In 2016, Colorado Rockies second baseman D.J. LeMahieu produced a .348 batting average by season’s end. LeMahieu played in 146 games for the Rockies and sustained his average across 552 at bats, qualifying him for the National League batting title.
It was a pretty remarkable season for the 27-year-old infielder, who logged an impressive .911 OPS and earned a few MVP votes along the way (though, not nearly as many as fellow Rockies infielder Nolan Arenado). His potential as an offensive force was fully realized over the last two seasons in Denver, a process that began nearly a decade ago as a prospect in the Cubs’ system.
LeMahieu, like former Cubs middle infielders Ryan Theriot and Mike Fontenot before him, attended Louisiana State University and was a member of their 2008 and 2009 College World Series teams. The Cubs, then led by general manager Jim Hendry, selected LeMahieu in the second round (79th overall) of the 2009 June Amateur Draft.
He impressed quickly, finishing his 2009 campaign with the Peoria Chiefs and hitting .316. He continued his progress with High-A Daytona in 2010, slashing .314/.346/.386 in 135 games. It was evident LeMahieu was an excellent contact hitter, but he lacked power and discipline, hitting just five home runs and striking out 61 times compared to just 29 walks. Tim Wilken, then-Cubs Director of Amateur and Professional Scouting, spoke highly of LeMahieu after the season:
“He handled the bat really good in the Cape Cod League (last) summer,” Wilken said, “He hits the ball really well to the other side of the field. When you know you’ve got a guy that can hit the ball the other way that well… the hitting instructors will tell you that 9 times out of 10, this guy will have a chance to pull the ball with authority as he gets older and stronger.”

DATASET RECORDS:
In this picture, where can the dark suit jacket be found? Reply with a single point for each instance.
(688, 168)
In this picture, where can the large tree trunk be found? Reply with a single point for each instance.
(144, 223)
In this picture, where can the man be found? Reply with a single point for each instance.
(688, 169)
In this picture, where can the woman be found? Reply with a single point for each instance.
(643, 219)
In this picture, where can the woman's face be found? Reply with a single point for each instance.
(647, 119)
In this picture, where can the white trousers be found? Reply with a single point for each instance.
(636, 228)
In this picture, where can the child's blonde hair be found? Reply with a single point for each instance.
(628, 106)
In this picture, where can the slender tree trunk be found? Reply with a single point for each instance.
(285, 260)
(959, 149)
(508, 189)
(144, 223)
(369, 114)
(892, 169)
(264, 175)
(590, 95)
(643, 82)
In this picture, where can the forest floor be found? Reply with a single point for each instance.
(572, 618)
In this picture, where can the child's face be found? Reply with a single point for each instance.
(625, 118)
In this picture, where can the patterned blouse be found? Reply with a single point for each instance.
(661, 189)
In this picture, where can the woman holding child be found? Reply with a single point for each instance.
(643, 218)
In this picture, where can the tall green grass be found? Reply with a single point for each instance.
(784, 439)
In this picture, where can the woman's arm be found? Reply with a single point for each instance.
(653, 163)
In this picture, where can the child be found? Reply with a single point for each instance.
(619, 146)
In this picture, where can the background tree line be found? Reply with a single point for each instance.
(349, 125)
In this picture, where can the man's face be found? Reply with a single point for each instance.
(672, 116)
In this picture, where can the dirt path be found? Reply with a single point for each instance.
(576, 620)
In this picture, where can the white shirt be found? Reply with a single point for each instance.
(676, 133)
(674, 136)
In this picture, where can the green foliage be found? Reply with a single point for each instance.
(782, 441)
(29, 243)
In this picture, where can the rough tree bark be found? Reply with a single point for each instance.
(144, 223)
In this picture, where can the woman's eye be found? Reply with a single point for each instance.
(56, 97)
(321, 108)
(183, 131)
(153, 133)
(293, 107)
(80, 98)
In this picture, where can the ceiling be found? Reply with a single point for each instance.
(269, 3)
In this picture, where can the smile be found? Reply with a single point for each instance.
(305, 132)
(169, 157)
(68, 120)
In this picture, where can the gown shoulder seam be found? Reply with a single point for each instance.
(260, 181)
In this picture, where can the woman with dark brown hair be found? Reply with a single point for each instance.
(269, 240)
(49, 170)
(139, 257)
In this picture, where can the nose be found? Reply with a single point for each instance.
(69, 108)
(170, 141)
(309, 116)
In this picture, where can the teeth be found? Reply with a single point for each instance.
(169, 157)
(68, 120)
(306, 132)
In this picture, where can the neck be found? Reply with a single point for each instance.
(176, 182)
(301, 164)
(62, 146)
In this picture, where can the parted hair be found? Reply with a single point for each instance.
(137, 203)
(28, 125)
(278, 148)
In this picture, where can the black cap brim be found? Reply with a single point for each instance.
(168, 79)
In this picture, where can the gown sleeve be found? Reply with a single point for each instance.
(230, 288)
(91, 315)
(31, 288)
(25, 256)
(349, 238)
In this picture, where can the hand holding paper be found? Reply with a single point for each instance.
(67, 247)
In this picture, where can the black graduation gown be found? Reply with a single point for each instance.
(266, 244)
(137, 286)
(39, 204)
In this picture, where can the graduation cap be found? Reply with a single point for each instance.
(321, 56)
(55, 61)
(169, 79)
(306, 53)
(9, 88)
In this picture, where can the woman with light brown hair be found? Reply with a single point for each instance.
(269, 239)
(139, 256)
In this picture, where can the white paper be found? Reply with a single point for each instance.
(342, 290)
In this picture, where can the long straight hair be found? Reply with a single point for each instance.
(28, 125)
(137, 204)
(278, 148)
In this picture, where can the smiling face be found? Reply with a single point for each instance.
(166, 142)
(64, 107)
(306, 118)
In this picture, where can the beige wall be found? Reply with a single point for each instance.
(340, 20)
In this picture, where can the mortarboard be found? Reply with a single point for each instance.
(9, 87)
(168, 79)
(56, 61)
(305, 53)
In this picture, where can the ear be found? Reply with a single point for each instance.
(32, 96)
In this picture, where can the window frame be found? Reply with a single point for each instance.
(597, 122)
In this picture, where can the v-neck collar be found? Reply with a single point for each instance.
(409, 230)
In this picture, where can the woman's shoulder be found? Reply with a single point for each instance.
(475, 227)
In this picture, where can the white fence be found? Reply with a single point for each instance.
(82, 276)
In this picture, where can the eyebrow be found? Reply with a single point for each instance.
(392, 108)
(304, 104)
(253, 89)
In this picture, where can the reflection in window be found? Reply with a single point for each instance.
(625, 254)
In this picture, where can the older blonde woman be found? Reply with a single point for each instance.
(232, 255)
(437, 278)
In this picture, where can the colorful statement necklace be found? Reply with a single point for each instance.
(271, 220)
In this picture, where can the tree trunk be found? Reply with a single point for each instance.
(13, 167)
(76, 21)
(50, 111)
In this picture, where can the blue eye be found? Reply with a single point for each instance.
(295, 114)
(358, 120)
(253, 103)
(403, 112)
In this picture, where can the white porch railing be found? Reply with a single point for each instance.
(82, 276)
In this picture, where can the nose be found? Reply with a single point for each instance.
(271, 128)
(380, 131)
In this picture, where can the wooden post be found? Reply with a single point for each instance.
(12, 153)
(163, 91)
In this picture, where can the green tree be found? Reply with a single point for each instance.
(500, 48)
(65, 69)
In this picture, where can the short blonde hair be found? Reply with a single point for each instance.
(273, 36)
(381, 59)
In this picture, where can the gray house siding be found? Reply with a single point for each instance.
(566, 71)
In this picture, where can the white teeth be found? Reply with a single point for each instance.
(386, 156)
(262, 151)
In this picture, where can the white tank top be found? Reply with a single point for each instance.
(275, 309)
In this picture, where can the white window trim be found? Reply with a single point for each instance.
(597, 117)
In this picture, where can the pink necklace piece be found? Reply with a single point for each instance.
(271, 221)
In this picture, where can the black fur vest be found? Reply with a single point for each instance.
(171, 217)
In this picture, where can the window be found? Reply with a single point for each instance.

YOUR GOAL:
Set down the full text about D.J. LeMahieu exactly as it appears, word for word.

COMPLETE OUTPUT:
In 2016, Colorado Rockies second baseman D.J. LeMahieu produced a .348 batting average by season’s end. LeMahieu played in 146 games for the Rockies and sustained his average across 552 at bats, qualifying him for the National League batting title.
It was a pretty remarkable season for the 27-year-old infielder, who logged an impressive .911 OPS and earned a few MVP votes along the way (though, not nearly as many as fellow Rockies infielder Nolan Arenado). His potential as an offensive force was fully realized over the last two seasons in Denver, a process that began nearly a decade ago as a prospect in the Cubs’ system.
LeMahieu, like former Cubs middle infielders Ryan Theriot and Mike Fontenot before him, attended Louisiana State University and was a member of their 2008 and 2009 College World Series teams. The Cubs, then led by general manager Jim Hendry, selected LeMahieu in the second round (79th overall) of the 2009 June Amateur Draft.
He impressed quickly, finishing his 2009 campaign with the Peoria Chiefs and hitting .316. He continued his progress with High-A Daytona in 2010, slashing .314/.346/.386 in 135 games. It was evident LeMahieu was an excellent contact hitter, but he lacked power and discipline, hitting just five home runs and striking out 61 times compared to just 29 walks. Tim Wilken, then-Cubs Director of Amateur and Professional Scouting, spoke highly of LeMahieu after the season:
“He handled the bat really good in the Cape Cod League (last) summer,” Wilken said, “He hits the ball really well to the other side of the field. When you know you’ve got a guy that can hit the ball the other way that well… the hitting instructors will tell you that 9 times out of 10, this guy will have a chance to pull the ball with authority as he gets older and stronger.”